§ Assignment
In the forum thread, how many days after being let back into the home did victimnomore's partner move out?

§ Text block
================================
This has helped me beyond measure. Thanks Monica. I have read through everyone's replies...and plan to address everyone, as soon as I can. They are cracking down on internet use at work...so thought I'd lay low today. It's astounding as to the cycle that keeps playing out, Monica. So sorry you went through that, but you sound so strong now!!
Apr 18 - 2PM
victimnomore
victimnomore's picture

Yes, Yes and Yes

Yes, I had the police remove him from the home. he hoovered for 2 months and begged to come back. When I caved and let him back in he D&D'd me after 11 days and moved out while I was not at home. It was all a set up to hurt me. it was payback. But the joke is on him. it was the best thing he could have done for me. Almost 8 months and NC after 25 years of marriage. One day I will thank him for giving me my like back. They are very vindictive and calculating. Sick!

victimnomore

Apr 18 - 10AM
momoya
momoya's picture

At least 100 stories

on here of that happening to so many!

momoya

Apr 18 - 11AM
Used
Used's picture

COMING BACK

he d/d me a few times, he just dissapeared then when he came back i just went back,but i did begin changing towards him, and he noticed it,so to cut a long story short, the end of the line was me d/d him 3times and the 4th time i done it for good, 18mnths ago, each time he had hoovered me back i went back with the intention of doing it to him, the last 3times, he couldnt have been nicer if he tried, i still d/d him, the 4th time, i was actually having a coffee with someone else, i totally ignored him and he began screaming about i had used him and how i was treating him like a cxxt, and all i said was you dont own me ,you dont control me, you never did and i never spoke to him again, he tried and tried everything to get me back,i treat him like he doesnt exsist, i dont recommend any one else doing it like this, but i was good to him, i stood by him when noone else did, and i had an ow come out of nowhere to tell me she had been in a 3year relationship with him, did i set him up? yes i did, and he walked back in 4 times like the stupid arrogant pig he is, more fool him.oh i told ow and showed her all his loving texts to me, that i had kept knowing one day i would need them, i was married to exnh for 31 years, so i learned a lot, the narc thought he was so clever, but my exh had been a good teacher lol. i sound like a vindictive bitter women, well i was, but i was vindicated and that was that.never ever again will i get involved with anyone.
================================
§ Supplied material
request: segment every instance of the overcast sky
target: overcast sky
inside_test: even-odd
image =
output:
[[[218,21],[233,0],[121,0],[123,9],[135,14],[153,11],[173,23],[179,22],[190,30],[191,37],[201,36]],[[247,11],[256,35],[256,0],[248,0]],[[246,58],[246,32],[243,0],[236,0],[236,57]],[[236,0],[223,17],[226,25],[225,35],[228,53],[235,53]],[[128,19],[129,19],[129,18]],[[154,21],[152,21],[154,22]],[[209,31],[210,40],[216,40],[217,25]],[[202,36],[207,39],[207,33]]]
================================
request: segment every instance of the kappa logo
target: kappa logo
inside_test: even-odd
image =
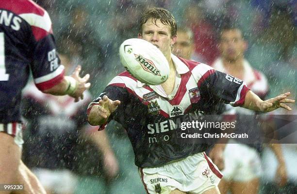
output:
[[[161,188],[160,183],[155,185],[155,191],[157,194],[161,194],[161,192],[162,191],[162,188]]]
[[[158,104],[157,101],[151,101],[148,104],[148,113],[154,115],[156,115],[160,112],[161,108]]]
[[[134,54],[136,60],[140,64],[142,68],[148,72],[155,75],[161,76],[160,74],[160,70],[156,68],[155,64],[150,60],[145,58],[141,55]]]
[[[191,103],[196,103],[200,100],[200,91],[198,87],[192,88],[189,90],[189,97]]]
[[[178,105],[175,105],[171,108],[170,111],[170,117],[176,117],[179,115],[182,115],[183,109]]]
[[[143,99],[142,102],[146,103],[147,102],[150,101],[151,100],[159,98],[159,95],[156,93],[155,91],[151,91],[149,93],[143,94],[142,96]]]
================================
§ Result of this exercise
11 days